**TASK INPUTS**.
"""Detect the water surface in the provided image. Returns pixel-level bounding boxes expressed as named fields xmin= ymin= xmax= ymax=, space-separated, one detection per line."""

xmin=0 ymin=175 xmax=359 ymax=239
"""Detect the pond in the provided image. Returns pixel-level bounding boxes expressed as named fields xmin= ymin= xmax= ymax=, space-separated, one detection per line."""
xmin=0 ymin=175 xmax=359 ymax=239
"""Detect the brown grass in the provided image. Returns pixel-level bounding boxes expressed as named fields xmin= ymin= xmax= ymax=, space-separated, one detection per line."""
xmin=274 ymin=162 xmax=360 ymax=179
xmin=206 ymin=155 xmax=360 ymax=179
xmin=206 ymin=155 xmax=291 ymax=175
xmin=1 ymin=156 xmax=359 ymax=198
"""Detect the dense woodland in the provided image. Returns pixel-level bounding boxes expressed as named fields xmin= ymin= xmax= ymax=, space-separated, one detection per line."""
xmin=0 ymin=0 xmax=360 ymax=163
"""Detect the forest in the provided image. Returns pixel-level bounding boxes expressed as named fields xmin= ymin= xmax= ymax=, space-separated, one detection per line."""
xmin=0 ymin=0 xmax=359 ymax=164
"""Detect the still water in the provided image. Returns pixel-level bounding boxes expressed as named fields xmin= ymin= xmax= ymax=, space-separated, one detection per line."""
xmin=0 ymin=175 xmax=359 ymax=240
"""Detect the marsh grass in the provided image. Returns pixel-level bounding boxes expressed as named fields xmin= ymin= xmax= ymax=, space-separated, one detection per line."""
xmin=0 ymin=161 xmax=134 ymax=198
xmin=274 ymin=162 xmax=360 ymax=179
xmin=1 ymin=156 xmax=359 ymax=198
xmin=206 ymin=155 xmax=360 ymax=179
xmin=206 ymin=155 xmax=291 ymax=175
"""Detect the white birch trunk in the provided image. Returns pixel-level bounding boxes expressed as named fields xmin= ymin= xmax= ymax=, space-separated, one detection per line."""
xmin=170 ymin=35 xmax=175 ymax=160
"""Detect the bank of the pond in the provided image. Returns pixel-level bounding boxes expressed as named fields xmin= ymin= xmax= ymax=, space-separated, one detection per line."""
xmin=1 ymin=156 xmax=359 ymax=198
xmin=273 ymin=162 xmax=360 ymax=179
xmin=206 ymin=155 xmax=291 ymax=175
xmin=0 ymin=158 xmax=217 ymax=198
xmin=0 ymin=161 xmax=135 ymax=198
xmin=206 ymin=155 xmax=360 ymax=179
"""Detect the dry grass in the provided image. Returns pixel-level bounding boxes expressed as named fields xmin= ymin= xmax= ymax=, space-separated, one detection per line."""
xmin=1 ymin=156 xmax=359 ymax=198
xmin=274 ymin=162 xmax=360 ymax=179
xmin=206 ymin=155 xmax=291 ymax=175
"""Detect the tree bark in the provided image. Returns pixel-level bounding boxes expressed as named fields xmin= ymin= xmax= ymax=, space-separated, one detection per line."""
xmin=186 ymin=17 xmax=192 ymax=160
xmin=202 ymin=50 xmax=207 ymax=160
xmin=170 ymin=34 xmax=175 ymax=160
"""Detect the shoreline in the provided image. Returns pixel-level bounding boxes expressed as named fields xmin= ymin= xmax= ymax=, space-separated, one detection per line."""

**TASK ITEM**.
The output should match the records above exactly, line for line.

**FINISHED TASK**.
"""Detect the water surface in the provided image. Returns pixel-level bounding boxes expressed as named fields xmin= ymin= xmax= ymax=, space-separated, one detection per line."""

xmin=0 ymin=175 xmax=359 ymax=239
"""Detect the pond in the provided image. Returns pixel-level bounding boxes expressed as named fields xmin= ymin= xmax= ymax=, space-separated, one detection per line."""
xmin=0 ymin=175 xmax=359 ymax=239
"""Detect the brown grass in the provided image. Returns pixel-level bounding boxes expressed as named fields xmin= ymin= xmax= ymax=, space-separated, one detection per line."""
xmin=274 ymin=162 xmax=360 ymax=179
xmin=206 ymin=155 xmax=360 ymax=179
xmin=206 ymin=155 xmax=291 ymax=175
xmin=1 ymin=156 xmax=359 ymax=198
"""Detect the dense woodland in the provided image. Returns pixel-level bounding boxes expressed as named fields xmin= ymin= xmax= ymax=, space-separated, one detection per line."""
xmin=0 ymin=0 xmax=360 ymax=163
"""Detect the forest in the provided image. Returns pixel-level bounding boxes expressed as named fields xmin= ymin= xmax= ymax=, space-separated, one detection per line."""
xmin=0 ymin=0 xmax=359 ymax=164
"""Detect the still water in the provided image. Returns pixel-level bounding boxes expressed as named fields xmin= ymin= xmax= ymax=, space-separated, one detection per line."""
xmin=0 ymin=175 xmax=359 ymax=240
"""Detect the marsh grass in the provided image. Returns pixel-level bounding boxes expressed as named fields xmin= ymin= xmax= ymax=, space-separated, one detection per line."""
xmin=0 ymin=161 xmax=134 ymax=198
xmin=274 ymin=162 xmax=360 ymax=179
xmin=1 ymin=156 xmax=359 ymax=198
xmin=206 ymin=155 xmax=360 ymax=179
xmin=206 ymin=155 xmax=291 ymax=175
"""Detect the white birch trunk in the provided image. Returns pixel-level bounding boxes expressed as named fields xmin= ymin= xmax= ymax=, space-separated, one detection per line."""
xmin=170 ymin=35 xmax=175 ymax=160
"""Detect the bank of the pond in the provided image. Returns pixel-level bounding boxes expressed as named fields xmin= ymin= xmax= ymax=, space-separated, one detection per line."""
xmin=1 ymin=156 xmax=359 ymax=198
xmin=273 ymin=162 xmax=360 ymax=179
xmin=206 ymin=155 xmax=291 ymax=175
xmin=0 ymin=158 xmax=217 ymax=198
xmin=0 ymin=161 xmax=135 ymax=198
xmin=206 ymin=155 xmax=360 ymax=179
"""Detect the dry grass in the provided image. Returns pixel-level bounding boxes expressed as named fields xmin= ymin= xmax= ymax=, space-separated, one detection per line."""
xmin=1 ymin=156 xmax=359 ymax=198
xmin=274 ymin=162 xmax=360 ymax=179
xmin=206 ymin=155 xmax=291 ymax=175
"""Detect the tree bark in the provided image. Returns pixel-level bounding boxes expressed as named fields xmin= ymin= xmax= ymax=, space-separated, one detection per line."""
xmin=186 ymin=17 xmax=192 ymax=160
xmin=202 ymin=50 xmax=207 ymax=160
xmin=170 ymin=34 xmax=175 ymax=160
"""Detect the shoreline in the provided image. Returns pixel-level bounding boxes expressed as named fields xmin= ymin= xmax= ymax=, space-separated, one detection per line."""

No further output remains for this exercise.